__Esercizi da svolgere__:
- 1) Trascrivi dal testo sul mal di schiena il passo che inizia con le parole "L'allungamento dell'età media" e si chiude dopo le parole "Sanitario Nazionale Italiano.".
- 2) Elenca tutti i motivi di assenza dal luogo di lavoro per cui il testo sul mal di schiena indica la patologia degenerativa del rachide lombare come prima causa nel mondo.
- 3) Prosegui il testo sul mal di schiena, riprendendo subito dopo la sua ultima frase.

Cronache

Come curare le vertebre

Le metodiche non invasive rispettano l'integrità delle strutture muscolari

Mal di schiena, un disturbo tra i più diffusi. La patologia degenerativa del rachide lombare è la causa più comune di dolore alla schiena ed agli arti inferiori e, nel mondo, prima causa di assenza dal luogo di lavoro per sintomi dolorosi al rachide, di blocco funzionale o di claudicatio neurogene, cioè la diminuzione delle performance motorie degli arti inferiori.

L'allungamento dell'età media comporta un aumento di probabilità di andare incontro a patologie degenerative, anche delle articolazioni, comprese quelle del rachide. Come diagnosticare e curare questa patologia? Ne parliamo con Daniel Cabezas, un neurochirurgo, laureato in medicina e specializzatosi presso il Policlinico Gemelli, università Cattolica del Sacro Cuore di Roma. Ha soggiornato in vari centri di eccellenza, anche internazionali ed è affiliato alla maggiori società mediche di neurochirurgia e chirurgia vertebrali mondiali. Ha trattato le patologie del rachide ed i traumatismo cranio cerebrali e vascolari dal 2001. Oggi a Roma è consulente senior di Centri neurochirurgici e di chirurgia vertebrale accreditati o convenzionati con il Servizio Sanitario Nazionale Italiano.

[Voci del dataset archiviate]
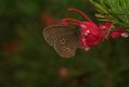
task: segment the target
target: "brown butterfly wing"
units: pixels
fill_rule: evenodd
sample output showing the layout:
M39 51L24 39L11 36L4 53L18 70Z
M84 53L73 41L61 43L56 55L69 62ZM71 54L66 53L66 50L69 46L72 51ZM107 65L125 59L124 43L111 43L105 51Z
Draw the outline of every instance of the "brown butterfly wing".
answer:
M78 48L78 38L75 33L65 35L56 40L54 49L63 58L72 58Z
M65 25L52 25L43 29L44 39L50 46L53 46L55 41L64 35L72 34L75 30Z

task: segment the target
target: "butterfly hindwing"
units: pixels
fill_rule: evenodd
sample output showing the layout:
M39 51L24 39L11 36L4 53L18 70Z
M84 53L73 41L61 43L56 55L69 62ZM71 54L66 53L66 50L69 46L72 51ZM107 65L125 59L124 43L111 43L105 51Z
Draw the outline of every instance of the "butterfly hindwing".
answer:
M78 39L75 33L65 35L56 40L54 49L63 58L72 58L78 48Z
M53 46L60 37L74 32L74 29L67 27L66 25L52 25L43 29L43 36L48 44Z

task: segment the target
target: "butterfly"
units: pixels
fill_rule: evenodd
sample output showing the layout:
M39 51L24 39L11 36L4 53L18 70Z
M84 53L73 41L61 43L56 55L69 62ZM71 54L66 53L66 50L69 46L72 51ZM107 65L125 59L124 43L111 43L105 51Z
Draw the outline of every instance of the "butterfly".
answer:
M47 42L63 58L73 58L78 48L78 34L76 28L59 24L51 25L42 32Z

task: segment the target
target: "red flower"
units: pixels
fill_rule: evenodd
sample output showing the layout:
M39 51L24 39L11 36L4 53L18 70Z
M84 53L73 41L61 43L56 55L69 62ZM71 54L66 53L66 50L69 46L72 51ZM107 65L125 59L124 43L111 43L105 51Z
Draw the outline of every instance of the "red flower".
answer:
M103 24L100 24L99 26L103 34L103 40L108 38L108 36L111 35L111 29L115 27L113 23L109 23L108 21Z
M75 11L80 13L86 20L89 22L80 22L74 18L64 18L62 20L63 23L69 25L74 24L80 27L80 35L79 35L79 45L80 48L89 50L90 47L98 46L102 39L102 30L100 27L93 23L85 13L77 9L69 9L69 11Z
M112 34L111 34L111 37L113 39L116 39L118 38L119 36L124 37L124 38L127 38L129 37L129 33L127 30L124 30L124 29L116 29L114 30Z

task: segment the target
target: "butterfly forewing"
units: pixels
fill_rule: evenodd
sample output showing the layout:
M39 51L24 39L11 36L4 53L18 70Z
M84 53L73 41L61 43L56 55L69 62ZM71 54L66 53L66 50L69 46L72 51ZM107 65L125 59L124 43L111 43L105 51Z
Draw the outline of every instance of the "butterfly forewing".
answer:
M53 46L59 38L74 32L73 28L67 27L66 25L52 25L43 29L43 36L48 44Z
M63 58L72 58L78 48L78 38L75 33L59 38L54 44L54 49Z

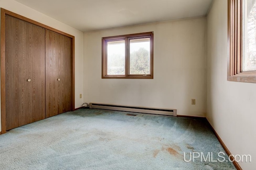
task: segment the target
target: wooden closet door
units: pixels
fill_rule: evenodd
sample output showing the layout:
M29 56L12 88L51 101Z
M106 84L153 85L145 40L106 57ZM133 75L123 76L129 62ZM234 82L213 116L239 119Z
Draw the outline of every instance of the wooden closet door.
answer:
M6 129L27 124L26 23L6 16Z
M45 29L27 24L28 123L45 118Z
M60 49L60 35L46 30L46 117L59 114Z
M60 35L60 113L72 109L71 94L71 39Z

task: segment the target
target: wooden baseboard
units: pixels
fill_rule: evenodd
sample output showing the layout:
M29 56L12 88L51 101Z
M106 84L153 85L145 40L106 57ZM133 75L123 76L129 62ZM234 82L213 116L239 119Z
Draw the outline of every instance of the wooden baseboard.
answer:
M208 121L208 120L207 120L207 119L206 119L206 117L197 117L197 116L187 116L187 115L177 115L177 117L187 117L187 118L193 118L193 119L205 119L206 121L209 124L209 125L210 126L210 127L212 129L212 131L214 133L215 135L215 136L216 136L216 137L218 139L218 141L219 141L219 142L220 142L220 145L221 145L223 147L223 149L224 149L224 150L225 150L225 151L226 152L227 154L228 154L228 156L230 156L230 155L232 154L231 154L231 153L229 151L228 149L228 148L224 144L224 143L223 142L222 140L221 140L221 139L220 139L220 136L219 136L219 135L218 134L218 133L217 133L217 132L216 132L216 131L215 131L214 129L213 128L213 127L212 126L212 125L211 125L211 124L210 123L209 121ZM234 156L230 156L230 159L232 160L234 160ZM237 169L238 169L238 170L242 170L242 168L241 168L241 166L240 166L239 165L239 164L238 164L238 162L236 162L236 161L235 160L233 162L233 163L234 164L234 165L235 166L235 167L236 167L236 168Z
M221 145L223 147L223 149L224 149L224 150L226 151L226 152L227 153L227 154L228 154L228 156L229 156L231 155L231 154L231 154L231 153L229 151L228 149L228 148L224 144L224 143L223 142L222 140L221 140L221 139L220 139L220 137L219 135L218 134L218 133L217 133L217 132L216 132L216 131L215 131L214 129L213 128L213 127L212 126L212 125L211 125L211 124L210 123L209 121L208 121L208 120L207 120L207 119L206 119L206 118L205 119L206 119L206 121L207 121L207 122L209 124L209 125L210 125L210 126L211 127L211 128L212 128L212 131L213 131L213 133L214 133L214 135L215 135L215 136L217 137L217 139L218 139L218 140L219 141L219 142L220 142L220 145ZM234 160L234 156L230 156L230 160ZM238 170L242 170L242 168L241 168L241 166L240 166L239 165L239 164L238 164L238 162L236 162L236 161L235 160L233 162L233 163L234 164L234 165L236 167L236 168L237 169L238 169Z
M206 119L205 117L200 117L199 116L187 116L186 115L177 115L177 117L187 117L189 118L193 118L193 119Z
M76 109L75 109L74 110L78 110L78 109L82 109L82 107L80 107L77 108Z

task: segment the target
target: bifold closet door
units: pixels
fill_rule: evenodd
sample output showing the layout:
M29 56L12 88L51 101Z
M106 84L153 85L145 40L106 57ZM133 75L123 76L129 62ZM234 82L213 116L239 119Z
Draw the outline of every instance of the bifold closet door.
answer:
M72 110L71 39L46 30L46 117Z
M45 117L45 30L6 16L6 130Z
M45 119L45 30L27 25L28 123Z

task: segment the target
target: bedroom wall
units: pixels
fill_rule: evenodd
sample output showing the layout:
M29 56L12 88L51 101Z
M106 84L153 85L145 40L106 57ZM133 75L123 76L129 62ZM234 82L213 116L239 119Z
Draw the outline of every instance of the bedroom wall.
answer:
M75 106L80 107L83 101L79 98L83 93L83 33L13 0L0 0L0 7L75 36ZM0 122L0 131L1 127Z
M206 118L231 153L251 154L256 167L256 84L227 80L228 3L215 0L207 17Z
M178 115L204 117L206 22L204 17L84 33L85 102L176 109ZM149 31L154 32L153 79L101 78L102 37Z

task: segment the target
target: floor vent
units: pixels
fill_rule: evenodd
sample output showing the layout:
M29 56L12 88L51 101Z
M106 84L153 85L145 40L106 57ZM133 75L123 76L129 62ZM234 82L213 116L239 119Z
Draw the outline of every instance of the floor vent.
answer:
M90 103L89 106L90 108L92 109L177 116L177 109L176 109L144 107L92 103Z

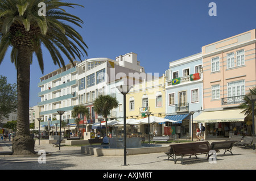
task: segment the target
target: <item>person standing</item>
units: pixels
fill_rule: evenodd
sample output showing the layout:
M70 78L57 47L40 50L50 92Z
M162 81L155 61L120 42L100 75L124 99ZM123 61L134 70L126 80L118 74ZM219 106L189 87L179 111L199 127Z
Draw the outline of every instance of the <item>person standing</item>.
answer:
M197 141L200 141L200 129L199 128L196 128L196 137L197 138Z
M200 136L202 141L204 140L204 132L205 131L205 127L203 125L203 123L201 123L200 128Z

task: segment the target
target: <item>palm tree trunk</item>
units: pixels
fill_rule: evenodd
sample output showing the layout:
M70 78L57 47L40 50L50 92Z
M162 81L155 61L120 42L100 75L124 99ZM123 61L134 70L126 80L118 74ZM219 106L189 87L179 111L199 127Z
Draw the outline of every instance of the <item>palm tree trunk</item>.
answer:
M30 136L29 99L30 58L28 47L19 47L17 57L18 121L16 136L13 141L13 154L30 155L35 153L35 141Z

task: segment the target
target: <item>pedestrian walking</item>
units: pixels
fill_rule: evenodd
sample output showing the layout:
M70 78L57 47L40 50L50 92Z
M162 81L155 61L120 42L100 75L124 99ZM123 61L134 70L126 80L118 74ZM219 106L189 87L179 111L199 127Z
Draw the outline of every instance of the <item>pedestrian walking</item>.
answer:
M200 136L202 141L204 140L204 132L205 131L205 127L203 125L203 123L201 123L201 128L200 128Z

__Risposte scritte__:
- 1)
L'allungamento dell'età media comporta un aumento di probabilità di andare incontro a patologie degenerative, anche delle articolazioni, comprese quelle del rachide. Come diagnosticare e curare questa patologia? Ne parliamo con Daniel Cabezas, un neurochirurgo, laureato in medicina e specializzatosi presso il Policlinico Gemelli, università Cattolica del Sacro Cuore di Roma. Ha soggiornato in vari centri di eccellenza, anche internazionali ed è affiliato alla maggiori società mediche di neurochirurgia e chirurgia vertebrali mondiali. Ha trattato le patologie del rachide ed i traumatismo cranio cerebrali e vascolari dal 2001. Oggi a Roma è consulente senior di Centri neurochirurgici e di chirurgia vertebrale accreditati o convenzionati con il Servizio Sanitario Nazionale Italiano.

- 2) sintomi dolorosi al rachide; blocco funzionale; claudicatio neurogene

- 3)
«Il trattamento chirurgico - precisa il dottor Cabezas - può rendersi necessario quando le cure conservative si rivelano non soddisfacenti, ed è indispensabile nei casi di dolore intrattabile da oltre tre mesi o quando si associano ad altri sintomi o deficit funzionali. Ogni anno centinaia di pazienti ricorrono in Italia alla terapia chirurgica. Questa patologia si manifesta quando il paziente accusa un senso di mancanza di sensibilità (ipoestesia) o di forza (ipostenia) a una o entrambi le gambe fino ad arrivare allo stadio più avanzato dove vengono compromesse anche le funzioni sfinteriali o di deambulazione autonoma. La diagnosi clinica – aggiunge il dottor Cabezas - è eseguita mediante controlli radiologici (risonanza magnetica nucleare e radiografia del tratto lombosacrale e, in alcuni casi, anche dalla tomografia assiale computerizzata) e neurofisiologici (elettromiografia degli arti inferiori). Il trattamento delle patologie del rachide con tecniche mini invasive si sta diffondendo per la veloce ripresa del paziente, la diminuzione dei danni sulle strutture muscolari paravertebrali, la riduzione della perdita ematica o del tempo chirurgico. Con tecniche percutanee di artrodesi vertebrale con viti peduncolari e barre posteriori associate ad approcci con microscopio o endoscopio per liberazione delle radici spinali o sacco durale o posizionamento di protesi. All'inizio della loro storia le tecniche percutanee erano utilizzate solo per il trattamento del trauma spinale. Con l'avvento del microscopio chirurgico l'approccio alla chirurgia vertebrale si è radicalmente migliorato portando una maggior delicatezza e precisione nelle tecniche stesse. Il suo utilizzo è, ormai, standardizzato per la chirurgia vertebrale e il suo accoppiamento alle tecniche mini invasive è doveroso. Ulteriore sviluppo di tale tecnica è l'abbinamento dei sistemi di approccio chirurgico all'endoscopio che permette una maggiore elasticità nel controllo degli interventi con accessi chirurgici ridotti. Le tecniche tradizionali di chirurgia vertebrale (non mininvasive) debbono essere di padronanza del chirurgo vertebrale in quanto non tutti i casi possono essere trattati con metodi mini invasivi . Il trattamento delle patologie più estese, come, le scoliosi di ampi tratti, non può essere eseguito con tecniche mini invasive.

La patologia del rachide va distinta con diagnosi differenziale da lla claudicatio di origine vascolare, da dolore lombare connesso ad altre patologie».